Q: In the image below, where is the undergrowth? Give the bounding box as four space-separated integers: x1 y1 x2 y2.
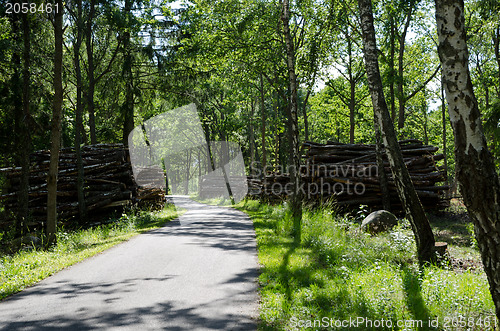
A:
236 199 497 330
0 204 181 301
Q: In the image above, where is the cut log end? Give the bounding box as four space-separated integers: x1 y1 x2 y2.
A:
434 241 448 254
433 242 449 265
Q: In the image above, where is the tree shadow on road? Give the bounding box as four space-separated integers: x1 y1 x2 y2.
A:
143 207 258 254
0 274 257 330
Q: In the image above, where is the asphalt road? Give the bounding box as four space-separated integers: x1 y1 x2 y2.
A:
0 196 259 330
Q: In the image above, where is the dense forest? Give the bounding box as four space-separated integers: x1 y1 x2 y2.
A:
1 0 500 325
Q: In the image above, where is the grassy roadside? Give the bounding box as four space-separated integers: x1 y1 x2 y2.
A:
0 204 182 301
236 199 497 331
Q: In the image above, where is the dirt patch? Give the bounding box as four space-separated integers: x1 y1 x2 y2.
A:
428 209 472 248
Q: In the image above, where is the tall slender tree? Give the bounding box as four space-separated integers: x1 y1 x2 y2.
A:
281 0 302 244
9 9 27 235
122 0 135 145
395 0 416 131
374 116 391 211
435 0 500 319
84 0 123 144
260 74 267 178
19 11 31 235
440 81 449 190
86 0 97 144
71 0 87 223
358 0 436 264
47 0 64 246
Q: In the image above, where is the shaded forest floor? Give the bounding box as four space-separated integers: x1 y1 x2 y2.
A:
428 200 483 272
236 198 496 330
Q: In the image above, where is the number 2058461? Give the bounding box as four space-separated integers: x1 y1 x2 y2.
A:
443 316 496 329
6 2 59 14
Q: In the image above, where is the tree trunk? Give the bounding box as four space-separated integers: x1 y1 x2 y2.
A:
122 0 134 146
281 0 302 244
441 81 449 190
184 149 190 195
47 0 64 246
251 98 261 167
435 0 500 320
17 12 31 235
348 34 356 144
485 84 490 109
202 115 215 173
74 0 87 223
249 100 256 170
86 0 97 144
389 16 396 121
358 0 435 264
422 91 429 145
475 57 490 109
275 128 280 171
275 90 281 171
10 11 22 157
493 26 500 98
374 114 391 211
397 0 415 131
260 74 266 178
163 157 170 195
303 89 311 142
220 140 235 205
218 117 235 204
397 62 406 131
10 11 25 235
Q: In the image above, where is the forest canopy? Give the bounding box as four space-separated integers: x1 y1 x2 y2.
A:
0 0 498 173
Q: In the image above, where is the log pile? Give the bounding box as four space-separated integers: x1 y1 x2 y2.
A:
134 166 166 208
0 144 166 230
249 139 449 212
247 177 263 196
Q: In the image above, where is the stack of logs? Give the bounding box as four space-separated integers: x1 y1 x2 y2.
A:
248 139 449 211
0 144 165 230
134 166 166 208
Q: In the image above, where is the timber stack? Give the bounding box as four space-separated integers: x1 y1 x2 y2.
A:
0 144 165 230
249 139 449 212
134 166 166 208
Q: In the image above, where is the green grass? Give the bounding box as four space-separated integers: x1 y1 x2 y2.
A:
0 204 182 301
236 199 497 330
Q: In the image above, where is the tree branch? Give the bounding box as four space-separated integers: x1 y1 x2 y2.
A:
406 64 441 102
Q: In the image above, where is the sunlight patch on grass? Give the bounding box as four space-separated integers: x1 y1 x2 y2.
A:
236 199 497 330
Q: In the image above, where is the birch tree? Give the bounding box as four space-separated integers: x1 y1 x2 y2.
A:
435 0 500 319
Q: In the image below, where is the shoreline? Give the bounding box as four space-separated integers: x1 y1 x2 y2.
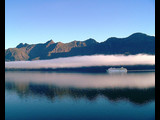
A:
5 65 155 73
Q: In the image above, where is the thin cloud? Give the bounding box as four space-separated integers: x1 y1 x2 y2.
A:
5 54 155 69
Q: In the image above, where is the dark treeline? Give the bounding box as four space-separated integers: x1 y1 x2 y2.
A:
5 65 155 73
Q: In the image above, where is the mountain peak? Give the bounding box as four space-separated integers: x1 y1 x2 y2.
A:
6 33 155 61
45 39 54 44
84 38 97 45
128 32 148 38
16 43 28 48
45 40 55 47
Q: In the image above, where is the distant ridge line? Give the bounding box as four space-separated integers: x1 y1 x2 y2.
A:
5 32 155 61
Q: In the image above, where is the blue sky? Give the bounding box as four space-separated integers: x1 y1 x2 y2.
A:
5 0 155 49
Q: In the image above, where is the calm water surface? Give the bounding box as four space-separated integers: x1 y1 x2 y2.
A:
5 71 155 120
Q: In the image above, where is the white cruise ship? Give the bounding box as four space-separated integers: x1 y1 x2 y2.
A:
107 67 127 73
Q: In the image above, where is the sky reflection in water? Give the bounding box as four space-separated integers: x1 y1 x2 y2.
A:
5 71 155 120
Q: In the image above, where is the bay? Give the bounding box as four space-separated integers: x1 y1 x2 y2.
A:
5 71 155 120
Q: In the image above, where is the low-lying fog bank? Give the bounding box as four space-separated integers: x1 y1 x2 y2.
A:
5 54 155 70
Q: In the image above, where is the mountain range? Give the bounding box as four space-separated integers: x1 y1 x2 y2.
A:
5 33 155 61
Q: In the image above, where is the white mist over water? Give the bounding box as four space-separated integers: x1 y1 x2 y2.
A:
5 54 155 69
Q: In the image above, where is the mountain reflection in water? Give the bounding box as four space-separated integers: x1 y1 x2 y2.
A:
5 71 155 105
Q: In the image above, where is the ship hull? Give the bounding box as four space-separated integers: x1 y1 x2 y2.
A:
107 68 127 73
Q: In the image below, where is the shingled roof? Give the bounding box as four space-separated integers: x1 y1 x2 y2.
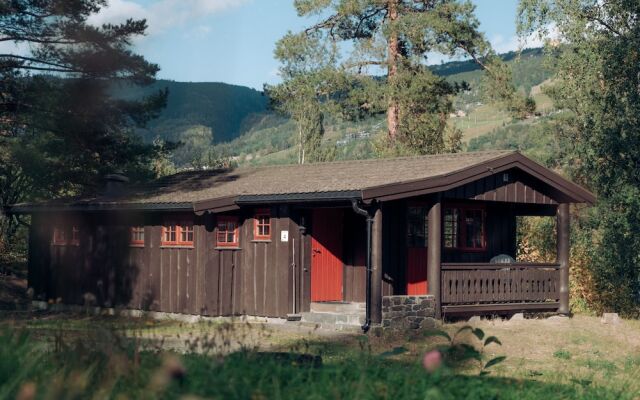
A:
9 150 596 213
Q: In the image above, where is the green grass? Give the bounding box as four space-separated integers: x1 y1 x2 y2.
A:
554 349 573 360
2 314 640 399
0 329 630 400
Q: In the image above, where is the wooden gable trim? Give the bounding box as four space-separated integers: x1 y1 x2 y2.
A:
443 169 560 205
361 152 596 204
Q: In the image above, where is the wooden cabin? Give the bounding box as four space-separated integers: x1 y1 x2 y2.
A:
9 151 595 330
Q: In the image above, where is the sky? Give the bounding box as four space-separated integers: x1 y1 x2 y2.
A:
89 0 532 90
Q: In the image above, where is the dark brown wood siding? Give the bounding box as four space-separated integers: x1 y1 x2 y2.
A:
343 212 366 302
381 201 408 296
27 209 302 318
237 205 295 317
443 168 559 205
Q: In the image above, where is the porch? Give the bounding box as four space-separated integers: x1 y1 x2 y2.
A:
303 198 571 327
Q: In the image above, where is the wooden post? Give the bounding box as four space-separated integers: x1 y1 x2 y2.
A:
557 203 570 315
371 205 383 325
427 198 442 319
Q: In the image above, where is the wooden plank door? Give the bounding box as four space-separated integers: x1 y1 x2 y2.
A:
311 208 344 302
407 206 429 295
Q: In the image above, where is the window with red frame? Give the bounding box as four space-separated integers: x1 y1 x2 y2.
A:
216 217 239 247
254 210 271 240
161 221 194 247
443 206 486 251
52 226 67 245
70 226 80 246
130 226 145 246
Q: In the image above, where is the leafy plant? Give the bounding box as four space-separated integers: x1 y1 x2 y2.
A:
425 325 505 375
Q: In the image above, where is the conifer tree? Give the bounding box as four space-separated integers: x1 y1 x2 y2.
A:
271 0 532 157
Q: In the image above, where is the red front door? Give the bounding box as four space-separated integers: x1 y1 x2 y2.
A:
311 209 344 302
407 206 428 295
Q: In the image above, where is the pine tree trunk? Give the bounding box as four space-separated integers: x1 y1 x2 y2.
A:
387 0 399 141
298 125 304 164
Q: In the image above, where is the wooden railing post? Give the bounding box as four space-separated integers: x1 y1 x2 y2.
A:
427 198 442 319
557 203 570 315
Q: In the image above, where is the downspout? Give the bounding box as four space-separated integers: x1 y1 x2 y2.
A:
351 199 373 333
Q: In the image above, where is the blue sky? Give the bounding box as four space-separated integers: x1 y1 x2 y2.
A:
91 0 527 90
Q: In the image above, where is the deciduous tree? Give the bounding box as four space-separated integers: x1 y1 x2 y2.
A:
519 0 640 314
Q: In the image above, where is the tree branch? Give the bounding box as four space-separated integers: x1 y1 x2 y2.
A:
0 54 80 72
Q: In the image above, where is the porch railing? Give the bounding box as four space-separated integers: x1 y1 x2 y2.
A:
441 262 560 311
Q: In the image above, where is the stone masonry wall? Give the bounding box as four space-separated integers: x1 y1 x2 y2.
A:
382 295 436 330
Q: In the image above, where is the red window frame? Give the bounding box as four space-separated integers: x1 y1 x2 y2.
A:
161 221 194 247
216 216 239 247
52 226 67 246
130 226 145 247
443 204 486 252
253 209 271 241
70 226 80 246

◆ ◆ ◆

- About this task -
With no other words, report how many lines in the entries hold the string "reflection".

- Answer section -
2